Short exercise. In the session descriptions, how much total experience did the employee who left because he wasn't promoted to "architect" have?

Excerpt to read.
ARC17: Architects: How Do they Happen?
Rockford Lhotka
In a company where I worked we lost an employee with six months total experience because we wouldn’t promote him to “architect”. Another company hired him in that role a week later. Is it possible to be an architect with six months experience? Six years? What is it that makes some people valuable architects after just a few years, while others never even come close? Is it possible to cultivate architects? Train them? Or do they just spontaneously “get it”? Nearly every organization is crying out for quality architects at the enterprise, application and systems levels. Come join in this nature vs. nurture debate. Learn what personal attributes you should look for or cultivate in prospective architects. Learn some techniques that do (and don’t) work, and information that will directly apply to your organization as you try to hire or create your own architects.

ARC11: Block Based Development
Kathleen Dollard
Applications run today in chunks. They reside in thin and thick layers on intelligent devices, web servers, and application servers. We chop up applications across logical data tiers, physical location, and ownership. This session focuses on the human scale engineering behind these chunks and the tools available to manage these blocks in the broader picture of your application—comparing and contrasting services, workflow activities, and plug-ins/add-ins. You’ll see how these differing approaches are synergistic as this session spends a lot of time with how to leverage them working together—including add-ins supporting services, workflows calling services, and services calling workflows. You’ll leave this session better prepared to choose the right tools to build application ecosystems developed and maintained in manageable blocks that can be individually prioritized and completed by reasonably-sized teams in response to business requirements.

Supplied records.
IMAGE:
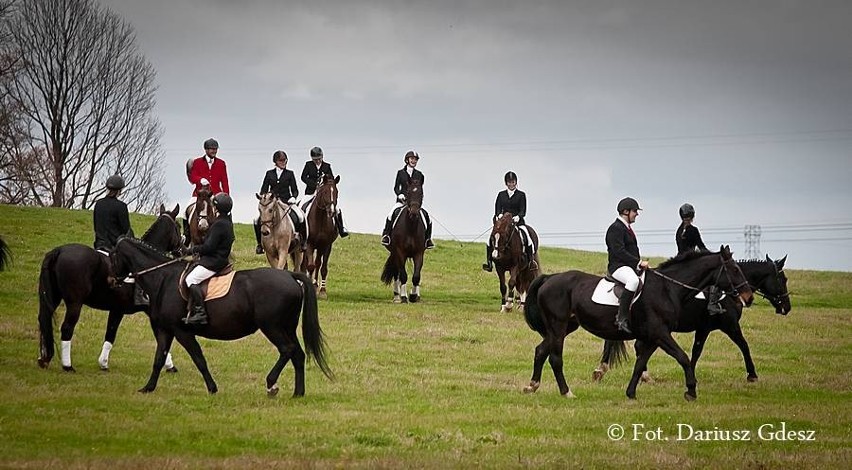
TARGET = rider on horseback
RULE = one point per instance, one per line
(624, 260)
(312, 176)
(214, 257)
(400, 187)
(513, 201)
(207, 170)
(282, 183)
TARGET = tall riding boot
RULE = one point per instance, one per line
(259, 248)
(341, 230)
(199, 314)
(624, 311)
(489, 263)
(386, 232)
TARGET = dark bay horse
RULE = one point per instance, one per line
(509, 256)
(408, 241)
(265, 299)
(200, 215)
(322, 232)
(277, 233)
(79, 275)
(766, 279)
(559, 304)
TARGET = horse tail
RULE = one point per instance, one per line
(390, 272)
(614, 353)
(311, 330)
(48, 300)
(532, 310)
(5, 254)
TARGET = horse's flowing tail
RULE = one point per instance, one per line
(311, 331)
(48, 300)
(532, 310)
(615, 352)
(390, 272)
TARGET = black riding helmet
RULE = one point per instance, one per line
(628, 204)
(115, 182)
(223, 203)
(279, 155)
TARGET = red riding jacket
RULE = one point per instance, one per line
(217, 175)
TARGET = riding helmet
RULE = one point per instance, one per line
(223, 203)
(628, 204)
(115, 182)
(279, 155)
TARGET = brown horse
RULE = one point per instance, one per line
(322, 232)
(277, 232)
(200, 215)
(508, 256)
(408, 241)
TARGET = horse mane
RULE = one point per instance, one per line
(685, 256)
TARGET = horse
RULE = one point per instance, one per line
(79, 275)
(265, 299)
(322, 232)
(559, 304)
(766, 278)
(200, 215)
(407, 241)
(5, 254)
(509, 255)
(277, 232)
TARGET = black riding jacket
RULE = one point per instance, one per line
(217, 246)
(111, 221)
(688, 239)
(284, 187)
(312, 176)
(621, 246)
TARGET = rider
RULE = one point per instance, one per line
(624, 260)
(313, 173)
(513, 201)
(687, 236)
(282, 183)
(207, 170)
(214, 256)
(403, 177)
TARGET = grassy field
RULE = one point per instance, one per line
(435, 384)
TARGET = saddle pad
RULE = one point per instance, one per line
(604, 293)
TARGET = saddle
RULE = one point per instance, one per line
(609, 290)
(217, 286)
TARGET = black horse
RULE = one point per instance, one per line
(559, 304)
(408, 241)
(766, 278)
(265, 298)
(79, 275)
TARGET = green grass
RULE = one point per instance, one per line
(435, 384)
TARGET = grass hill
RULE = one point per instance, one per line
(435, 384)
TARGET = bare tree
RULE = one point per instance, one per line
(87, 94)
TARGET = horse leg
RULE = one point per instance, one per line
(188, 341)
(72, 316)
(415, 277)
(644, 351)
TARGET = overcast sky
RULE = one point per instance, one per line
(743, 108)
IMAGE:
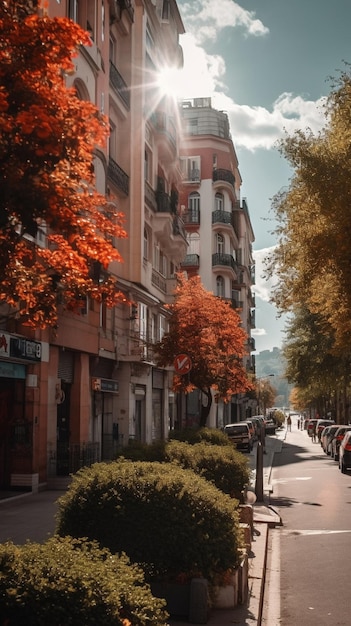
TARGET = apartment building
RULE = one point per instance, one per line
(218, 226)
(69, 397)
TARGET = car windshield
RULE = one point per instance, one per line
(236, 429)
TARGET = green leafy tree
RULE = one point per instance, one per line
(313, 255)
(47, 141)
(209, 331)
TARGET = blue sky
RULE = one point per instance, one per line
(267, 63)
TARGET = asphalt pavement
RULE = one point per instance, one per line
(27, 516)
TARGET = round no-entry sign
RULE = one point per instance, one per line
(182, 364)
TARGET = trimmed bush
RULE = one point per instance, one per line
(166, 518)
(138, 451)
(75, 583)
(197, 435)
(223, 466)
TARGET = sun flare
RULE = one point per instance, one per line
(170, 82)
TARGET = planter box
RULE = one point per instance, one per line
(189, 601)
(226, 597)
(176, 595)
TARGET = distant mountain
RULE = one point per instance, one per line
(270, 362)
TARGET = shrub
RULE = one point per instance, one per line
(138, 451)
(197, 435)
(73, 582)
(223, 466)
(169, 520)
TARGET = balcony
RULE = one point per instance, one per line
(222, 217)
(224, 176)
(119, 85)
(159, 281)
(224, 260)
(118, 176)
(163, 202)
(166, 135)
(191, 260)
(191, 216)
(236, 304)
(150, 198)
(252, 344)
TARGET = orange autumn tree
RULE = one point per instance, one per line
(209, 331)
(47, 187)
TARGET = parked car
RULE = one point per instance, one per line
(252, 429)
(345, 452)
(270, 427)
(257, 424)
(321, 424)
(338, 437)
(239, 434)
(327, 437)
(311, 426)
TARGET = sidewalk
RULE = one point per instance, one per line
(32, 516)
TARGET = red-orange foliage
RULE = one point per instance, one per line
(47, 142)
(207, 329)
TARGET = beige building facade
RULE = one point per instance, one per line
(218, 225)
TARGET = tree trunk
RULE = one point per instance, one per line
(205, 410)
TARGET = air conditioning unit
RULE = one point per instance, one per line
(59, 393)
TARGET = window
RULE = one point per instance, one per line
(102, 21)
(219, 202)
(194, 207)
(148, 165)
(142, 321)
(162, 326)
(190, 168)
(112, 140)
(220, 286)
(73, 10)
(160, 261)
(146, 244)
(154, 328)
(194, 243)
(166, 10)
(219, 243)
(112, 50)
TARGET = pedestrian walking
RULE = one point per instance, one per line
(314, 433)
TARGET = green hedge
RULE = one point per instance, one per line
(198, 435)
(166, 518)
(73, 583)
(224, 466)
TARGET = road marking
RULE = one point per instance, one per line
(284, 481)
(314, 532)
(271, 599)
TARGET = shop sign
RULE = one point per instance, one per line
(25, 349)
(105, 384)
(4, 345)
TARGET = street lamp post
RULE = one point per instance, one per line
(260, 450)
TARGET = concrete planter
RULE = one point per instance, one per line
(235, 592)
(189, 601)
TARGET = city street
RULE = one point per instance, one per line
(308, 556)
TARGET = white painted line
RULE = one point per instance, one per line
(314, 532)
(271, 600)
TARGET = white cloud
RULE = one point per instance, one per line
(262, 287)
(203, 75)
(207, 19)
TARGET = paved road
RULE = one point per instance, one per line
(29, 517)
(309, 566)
---
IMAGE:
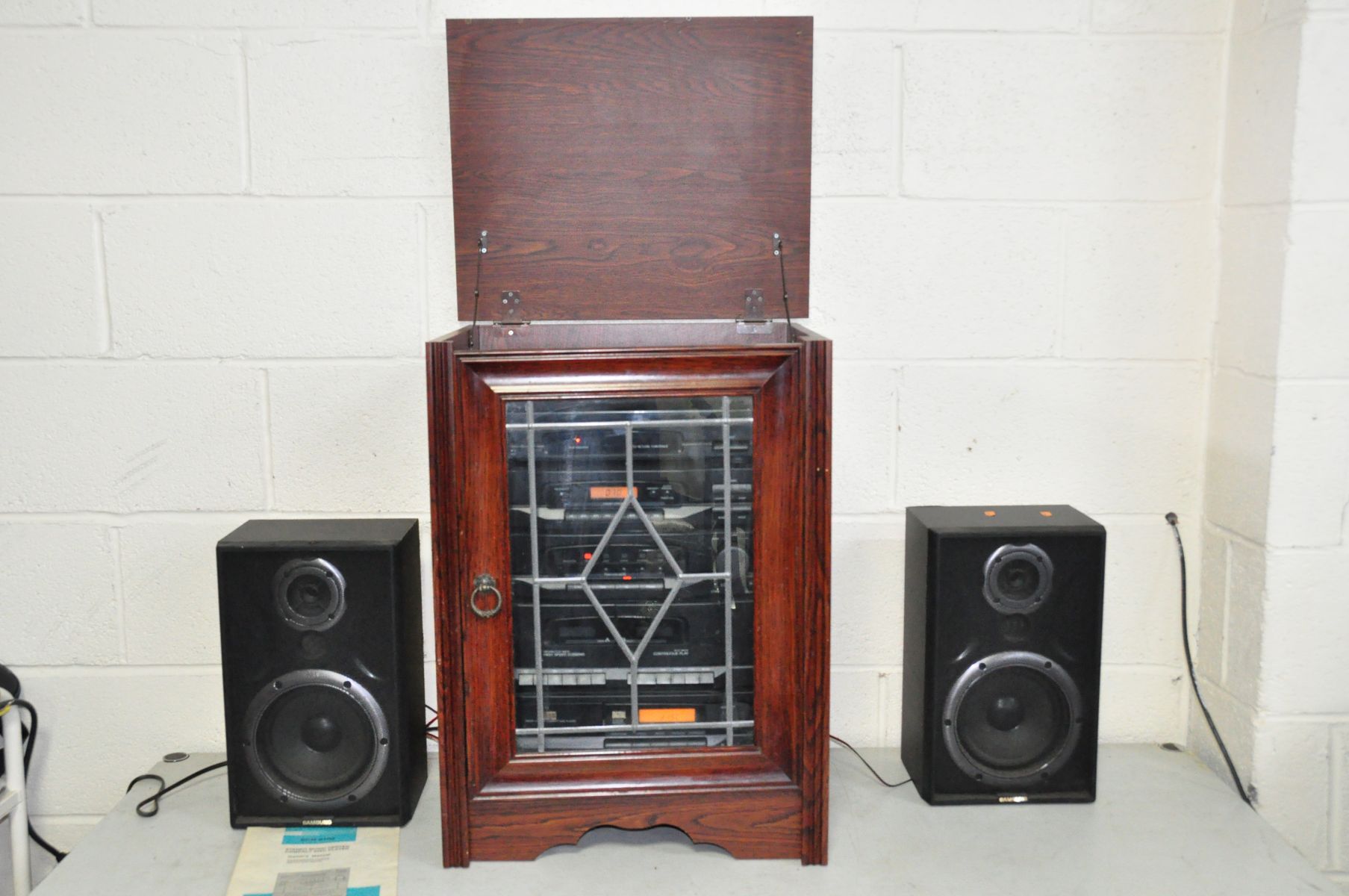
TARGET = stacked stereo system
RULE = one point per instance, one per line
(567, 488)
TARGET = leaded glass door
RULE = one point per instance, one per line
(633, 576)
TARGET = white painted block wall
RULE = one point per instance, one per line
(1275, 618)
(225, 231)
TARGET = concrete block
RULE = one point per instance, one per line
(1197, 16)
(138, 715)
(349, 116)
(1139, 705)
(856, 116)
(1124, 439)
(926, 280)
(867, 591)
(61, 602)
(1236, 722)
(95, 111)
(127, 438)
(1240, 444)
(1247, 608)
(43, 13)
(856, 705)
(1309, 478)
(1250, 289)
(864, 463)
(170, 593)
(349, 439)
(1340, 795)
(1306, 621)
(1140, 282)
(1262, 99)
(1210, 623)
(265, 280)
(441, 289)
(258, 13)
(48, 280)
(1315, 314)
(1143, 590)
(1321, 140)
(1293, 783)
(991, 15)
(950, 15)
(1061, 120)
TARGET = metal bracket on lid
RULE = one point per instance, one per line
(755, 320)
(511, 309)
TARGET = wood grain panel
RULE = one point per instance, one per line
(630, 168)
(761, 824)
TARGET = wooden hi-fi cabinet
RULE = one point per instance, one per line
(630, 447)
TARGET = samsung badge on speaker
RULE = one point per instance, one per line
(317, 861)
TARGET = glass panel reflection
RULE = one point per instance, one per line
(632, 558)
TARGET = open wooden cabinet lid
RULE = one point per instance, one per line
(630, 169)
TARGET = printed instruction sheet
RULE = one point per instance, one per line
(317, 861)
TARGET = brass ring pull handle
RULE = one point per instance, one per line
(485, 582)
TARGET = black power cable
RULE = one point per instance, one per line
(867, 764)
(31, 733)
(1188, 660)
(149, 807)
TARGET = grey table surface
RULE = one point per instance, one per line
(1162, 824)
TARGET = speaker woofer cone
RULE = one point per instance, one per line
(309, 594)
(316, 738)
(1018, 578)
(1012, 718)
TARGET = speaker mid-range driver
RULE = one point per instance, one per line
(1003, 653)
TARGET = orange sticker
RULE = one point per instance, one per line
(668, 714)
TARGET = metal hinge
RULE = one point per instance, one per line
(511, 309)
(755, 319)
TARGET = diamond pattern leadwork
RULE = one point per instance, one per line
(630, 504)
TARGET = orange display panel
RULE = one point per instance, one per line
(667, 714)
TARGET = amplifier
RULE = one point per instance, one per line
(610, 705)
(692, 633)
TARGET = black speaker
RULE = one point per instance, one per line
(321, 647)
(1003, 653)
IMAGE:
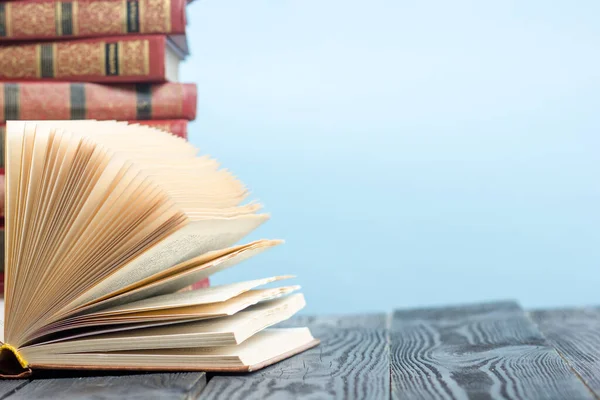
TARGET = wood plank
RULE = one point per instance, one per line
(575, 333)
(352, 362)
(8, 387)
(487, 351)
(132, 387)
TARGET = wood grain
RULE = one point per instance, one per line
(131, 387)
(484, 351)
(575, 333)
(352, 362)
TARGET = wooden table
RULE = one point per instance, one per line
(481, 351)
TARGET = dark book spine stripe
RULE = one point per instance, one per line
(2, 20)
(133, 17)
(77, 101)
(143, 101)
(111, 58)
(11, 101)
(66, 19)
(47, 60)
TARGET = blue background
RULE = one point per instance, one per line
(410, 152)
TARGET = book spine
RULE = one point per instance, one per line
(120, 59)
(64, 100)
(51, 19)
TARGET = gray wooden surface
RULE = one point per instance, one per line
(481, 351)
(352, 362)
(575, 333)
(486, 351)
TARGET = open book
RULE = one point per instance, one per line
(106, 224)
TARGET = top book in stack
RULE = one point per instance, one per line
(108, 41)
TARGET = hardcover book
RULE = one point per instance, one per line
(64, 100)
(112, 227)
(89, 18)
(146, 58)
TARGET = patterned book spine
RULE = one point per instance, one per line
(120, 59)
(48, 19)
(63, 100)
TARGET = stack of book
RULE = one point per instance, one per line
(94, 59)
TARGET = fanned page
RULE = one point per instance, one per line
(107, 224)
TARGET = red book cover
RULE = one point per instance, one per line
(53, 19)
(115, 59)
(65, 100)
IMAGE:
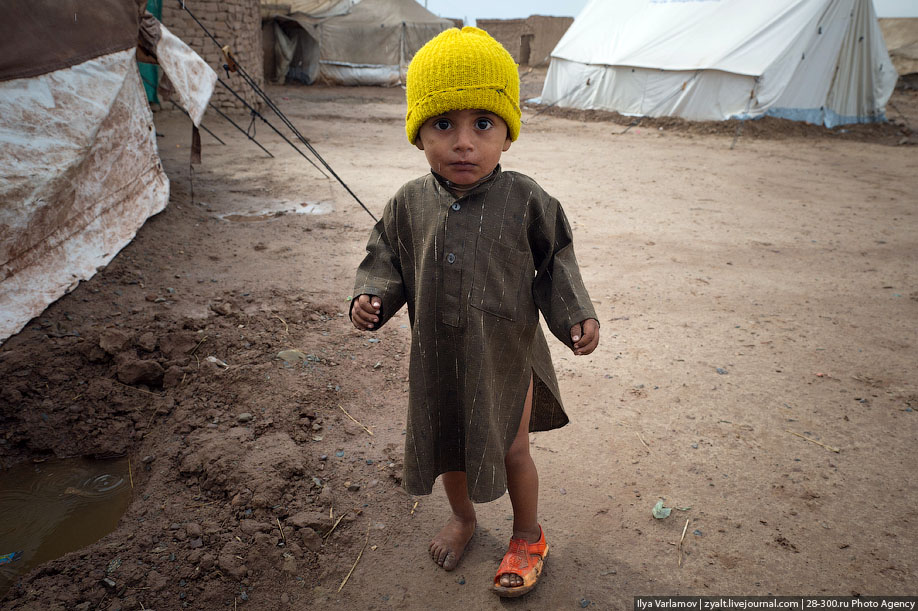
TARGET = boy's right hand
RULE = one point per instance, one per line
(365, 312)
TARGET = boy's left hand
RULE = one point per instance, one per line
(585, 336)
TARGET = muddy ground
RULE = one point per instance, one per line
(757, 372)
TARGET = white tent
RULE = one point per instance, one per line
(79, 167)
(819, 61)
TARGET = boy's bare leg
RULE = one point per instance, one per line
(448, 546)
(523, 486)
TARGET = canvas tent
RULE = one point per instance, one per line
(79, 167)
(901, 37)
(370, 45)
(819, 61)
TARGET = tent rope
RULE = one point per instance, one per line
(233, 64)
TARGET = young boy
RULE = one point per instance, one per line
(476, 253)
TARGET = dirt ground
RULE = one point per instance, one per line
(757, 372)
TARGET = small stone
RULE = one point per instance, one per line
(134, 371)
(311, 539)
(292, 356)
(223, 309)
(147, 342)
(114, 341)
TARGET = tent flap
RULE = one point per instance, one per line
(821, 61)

Solution for this exercise. Six months.